[[ Provided data, beginning ]]
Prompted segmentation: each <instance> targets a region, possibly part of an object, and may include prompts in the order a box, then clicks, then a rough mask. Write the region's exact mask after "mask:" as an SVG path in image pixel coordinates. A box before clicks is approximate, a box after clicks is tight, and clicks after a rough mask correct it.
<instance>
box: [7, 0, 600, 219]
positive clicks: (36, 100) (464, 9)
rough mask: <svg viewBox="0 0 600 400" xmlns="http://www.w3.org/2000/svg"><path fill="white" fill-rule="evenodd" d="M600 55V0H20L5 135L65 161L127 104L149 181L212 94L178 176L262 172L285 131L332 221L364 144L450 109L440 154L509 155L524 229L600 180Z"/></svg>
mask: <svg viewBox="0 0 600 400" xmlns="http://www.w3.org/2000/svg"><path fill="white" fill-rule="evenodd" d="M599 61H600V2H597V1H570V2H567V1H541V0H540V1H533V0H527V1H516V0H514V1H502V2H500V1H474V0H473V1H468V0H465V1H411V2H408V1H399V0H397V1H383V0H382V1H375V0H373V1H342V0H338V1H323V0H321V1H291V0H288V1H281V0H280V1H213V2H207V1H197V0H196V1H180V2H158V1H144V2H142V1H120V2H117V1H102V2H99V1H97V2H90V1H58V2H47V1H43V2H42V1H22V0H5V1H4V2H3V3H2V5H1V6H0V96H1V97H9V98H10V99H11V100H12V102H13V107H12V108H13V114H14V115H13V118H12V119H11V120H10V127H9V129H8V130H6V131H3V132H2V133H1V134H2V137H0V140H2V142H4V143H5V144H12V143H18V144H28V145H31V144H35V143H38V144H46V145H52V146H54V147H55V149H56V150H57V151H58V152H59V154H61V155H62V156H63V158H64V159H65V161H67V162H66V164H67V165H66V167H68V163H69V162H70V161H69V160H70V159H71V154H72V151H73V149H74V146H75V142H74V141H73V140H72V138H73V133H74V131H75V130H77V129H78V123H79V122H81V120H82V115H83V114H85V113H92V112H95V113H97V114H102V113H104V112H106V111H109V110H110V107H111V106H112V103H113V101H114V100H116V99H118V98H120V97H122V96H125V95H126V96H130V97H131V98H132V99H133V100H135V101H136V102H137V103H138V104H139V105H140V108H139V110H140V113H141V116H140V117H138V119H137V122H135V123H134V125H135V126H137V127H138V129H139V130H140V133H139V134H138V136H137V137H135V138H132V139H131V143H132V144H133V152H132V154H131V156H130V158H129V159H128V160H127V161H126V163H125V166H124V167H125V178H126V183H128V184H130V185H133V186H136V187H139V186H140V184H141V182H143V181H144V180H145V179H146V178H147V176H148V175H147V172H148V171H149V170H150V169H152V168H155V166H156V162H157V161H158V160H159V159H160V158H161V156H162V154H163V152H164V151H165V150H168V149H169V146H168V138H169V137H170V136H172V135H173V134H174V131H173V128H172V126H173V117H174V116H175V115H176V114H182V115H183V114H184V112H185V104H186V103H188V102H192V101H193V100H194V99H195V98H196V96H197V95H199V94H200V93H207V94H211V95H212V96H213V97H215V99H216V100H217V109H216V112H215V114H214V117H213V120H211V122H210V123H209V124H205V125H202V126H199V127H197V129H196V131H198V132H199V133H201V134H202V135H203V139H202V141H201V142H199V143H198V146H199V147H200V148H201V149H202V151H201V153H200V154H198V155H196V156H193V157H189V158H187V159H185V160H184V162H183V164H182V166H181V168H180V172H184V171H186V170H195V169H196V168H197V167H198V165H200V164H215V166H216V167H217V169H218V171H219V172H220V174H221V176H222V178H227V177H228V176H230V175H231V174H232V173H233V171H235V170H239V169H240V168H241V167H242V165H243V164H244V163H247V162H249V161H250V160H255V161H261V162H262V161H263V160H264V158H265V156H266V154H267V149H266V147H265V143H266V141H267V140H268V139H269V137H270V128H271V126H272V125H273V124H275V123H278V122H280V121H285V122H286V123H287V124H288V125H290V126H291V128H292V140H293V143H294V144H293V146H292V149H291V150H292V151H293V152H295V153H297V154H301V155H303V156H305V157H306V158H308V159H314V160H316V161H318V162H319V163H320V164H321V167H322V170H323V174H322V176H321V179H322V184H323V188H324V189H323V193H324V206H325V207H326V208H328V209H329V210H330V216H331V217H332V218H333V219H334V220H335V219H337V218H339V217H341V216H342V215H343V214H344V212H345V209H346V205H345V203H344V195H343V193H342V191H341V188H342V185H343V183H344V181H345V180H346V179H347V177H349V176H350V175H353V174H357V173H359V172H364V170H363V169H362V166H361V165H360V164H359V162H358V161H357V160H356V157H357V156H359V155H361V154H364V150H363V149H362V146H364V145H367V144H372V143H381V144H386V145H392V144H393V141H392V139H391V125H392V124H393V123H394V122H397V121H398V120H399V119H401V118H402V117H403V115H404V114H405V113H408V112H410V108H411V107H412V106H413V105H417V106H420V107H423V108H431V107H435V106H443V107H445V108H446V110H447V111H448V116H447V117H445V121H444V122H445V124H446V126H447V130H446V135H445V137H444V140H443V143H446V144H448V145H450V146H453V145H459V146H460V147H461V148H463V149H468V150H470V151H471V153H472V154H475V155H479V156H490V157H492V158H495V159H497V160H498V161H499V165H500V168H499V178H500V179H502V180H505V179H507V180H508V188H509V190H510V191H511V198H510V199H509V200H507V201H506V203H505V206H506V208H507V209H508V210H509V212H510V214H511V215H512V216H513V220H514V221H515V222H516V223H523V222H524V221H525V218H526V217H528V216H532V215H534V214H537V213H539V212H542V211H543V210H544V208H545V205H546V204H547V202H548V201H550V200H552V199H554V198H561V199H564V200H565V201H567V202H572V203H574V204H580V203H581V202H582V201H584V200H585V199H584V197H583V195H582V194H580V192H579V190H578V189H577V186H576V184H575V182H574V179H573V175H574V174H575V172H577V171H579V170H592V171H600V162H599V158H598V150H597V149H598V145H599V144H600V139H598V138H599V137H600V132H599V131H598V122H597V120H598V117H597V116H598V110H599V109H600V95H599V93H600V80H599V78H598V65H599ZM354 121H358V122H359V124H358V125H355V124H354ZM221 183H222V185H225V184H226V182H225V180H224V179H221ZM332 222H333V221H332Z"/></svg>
[[ Provided data, end ]]
*What is needed:* Each record above is to be reproduced verbatim.

*Solution to the exercise:*
Prompted segmentation: each <instance> targets a region, possibly part of an object, and may include prompts in the order a box, then clicks, then a rough mask. Write the region's exact mask after "mask:" as an SVG path in image pixel coordinates. A box before clicks is approximate, a box after clicks is tight, and clicks after a rough mask correct it.
<instance>
box: [7, 0, 600, 219]
positive clicks: (36, 100) (464, 9)
rough mask: <svg viewBox="0 0 600 400" xmlns="http://www.w3.org/2000/svg"><path fill="white" fill-rule="evenodd" d="M600 55V0H20L5 135L65 161L127 104L149 181L212 94L178 176L262 172L285 131L332 221L364 144L450 109L440 154L509 155L524 229L600 180Z"/></svg>
mask: <svg viewBox="0 0 600 400" xmlns="http://www.w3.org/2000/svg"><path fill="white" fill-rule="evenodd" d="M599 61H600V2H597V1H570V2H567V1H541V0H540V1H533V0H527V1H516V0H514V1H502V2H500V1H474V0H473V1H468V0H465V1H411V2H408V1H399V0H397V1H383V0H382V1H375V0H373V1H342V0H338V1H323V0H321V1H291V0H288V1H281V0H280V1H213V2H207V1H197V0H196V1H180V2H158V1H144V2H142V1H120V2H117V1H102V2H99V1H97V2H90V1H58V2H47V1H43V2H42V1H22V0H5V1H4V2H3V3H2V5H1V6H0V96H1V97H9V98H10V99H11V100H12V102H13V107H12V108H13V114H14V115H13V118H12V119H11V120H10V127H9V129H8V130H6V131H3V132H2V133H1V134H2V137H0V140H2V142H4V143H5V144H12V143H18V144H28V145H31V144H35V143H38V144H46V145H52V146H54V147H55V149H56V150H57V151H58V152H59V154H61V155H62V156H63V158H64V159H65V161H67V162H66V164H67V165H66V167H68V163H69V162H70V161H69V160H70V159H71V154H72V151H73V149H74V146H75V142H74V141H73V140H72V138H73V133H74V131H75V130H77V129H78V123H79V122H81V120H82V115H83V114H85V113H92V112H95V113H97V114H102V113H104V112H106V111H109V110H110V107H111V106H112V103H113V101H114V100H116V99H118V98H120V97H122V96H125V95H126V96H130V97H131V98H132V99H133V100H135V101H136V102H137V103H138V104H139V105H140V108H139V110H140V113H141V116H140V117H138V119H137V122H135V123H134V125H135V126H137V127H138V129H139V130H140V133H139V134H138V136H137V137H135V138H132V139H131V143H132V144H133V152H132V154H131V156H130V158H129V159H128V160H127V161H126V163H125V166H124V167H125V178H126V183H128V184H130V185H133V186H136V187H139V186H140V184H141V182H143V181H144V180H145V179H146V178H147V176H148V175H147V172H148V171H149V170H150V169H152V168H155V166H156V162H157V161H158V160H159V159H160V158H161V156H162V154H163V152H164V151H165V150H168V149H169V146H168V138H169V137H170V136H172V135H173V134H174V131H173V128H172V126H173V117H174V116H175V115H176V114H182V115H183V114H184V112H185V104H186V103H188V102H192V101H193V100H194V99H195V98H196V96H197V95H199V94H200V93H207V94H211V95H212V96H213V97H215V99H216V100H217V109H216V112H215V114H214V117H213V120H211V122H210V123H209V124H205V125H202V126H199V127H197V129H196V131H198V132H199V133H201V134H202V135H203V139H202V141H201V142H199V143H198V146H199V147H200V148H201V149H202V151H201V153H200V154H198V155H196V156H193V157H189V158H187V159H185V160H184V162H183V164H182V166H181V168H180V172H184V171H186V170H195V169H196V168H197V167H198V165H200V164H215V166H216V167H217V169H218V171H219V172H220V174H221V176H222V178H227V177H228V176H230V175H231V174H232V173H233V171H235V170H239V169H240V168H241V167H242V165H243V164H244V163H247V162H249V161H250V160H255V161H261V162H262V161H263V160H264V158H265V156H266V154H267V149H266V147H265V143H266V141H267V140H268V139H269V137H270V128H271V126H272V125H273V124H275V123H278V122H280V121H285V122H286V123H287V124H288V125H290V126H291V128H292V140H293V143H294V144H293V146H292V149H291V150H292V151H293V152H295V153H297V154H301V155H303V156H305V157H306V158H308V159H314V160H316V161H318V162H319V163H320V164H321V167H322V170H323V174H322V176H321V179H322V184H323V188H324V189H323V193H324V206H325V207H326V208H328V209H329V210H330V216H331V217H332V218H333V219H334V220H335V219H337V218H339V217H341V216H342V215H343V214H344V212H345V209H346V205H345V203H344V195H343V193H342V191H341V188H342V185H343V183H344V181H345V180H346V179H347V177H349V176H350V175H353V174H357V173H359V172H364V170H363V169H362V166H361V165H360V164H359V162H358V161H357V160H356V157H357V156H359V155H361V154H364V150H363V149H362V146H364V145H367V144H372V143H381V144H386V145H392V144H393V141H392V139H391V125H392V124H393V123H394V122H397V121H398V120H399V119H401V118H402V117H403V115H404V114H405V113H408V112H410V108H411V107H412V106H413V105H417V106H420V107H423V108H431V107H435V106H443V107H445V108H446V110H447V111H448V116H447V117H445V121H444V122H445V124H446V126H447V130H446V135H445V137H444V140H443V143H446V144H448V145H450V146H453V145H459V146H460V147H461V148H463V149H468V150H470V151H471V153H472V154H475V155H479V156H490V157H492V158H495V159H497V160H498V161H499V165H500V168H499V178H500V179H502V180H505V179H507V180H508V188H509V190H510V191H511V198H510V199H509V200H507V201H506V203H505V206H506V208H507V209H508V210H509V212H510V214H511V215H512V216H513V220H514V221H515V222H516V223H523V222H524V221H525V218H526V217H528V216H532V215H534V214H537V213H539V212H542V211H543V210H544V208H545V205H546V204H547V202H548V201H550V200H552V199H554V198H561V199H564V200H565V201H567V202H572V203H574V204H580V203H581V202H582V201H584V200H585V199H584V197H583V195H582V194H580V192H579V190H578V189H577V186H576V184H575V182H574V179H573V175H574V174H575V172H577V171H579V170H592V171H600V162H599V158H598V150H597V149H598V145H599V144H600V139H598V138H599V137H600V132H599V131H598V122H597V120H598V117H597V116H598V110H599V109H600V95H599V93H600V80H599V78H598V65H599ZM354 121H358V122H359V124H358V125H355V124H354ZM221 183H222V185H225V184H226V182H225V180H224V179H221ZM332 222H333V221H332Z"/></svg>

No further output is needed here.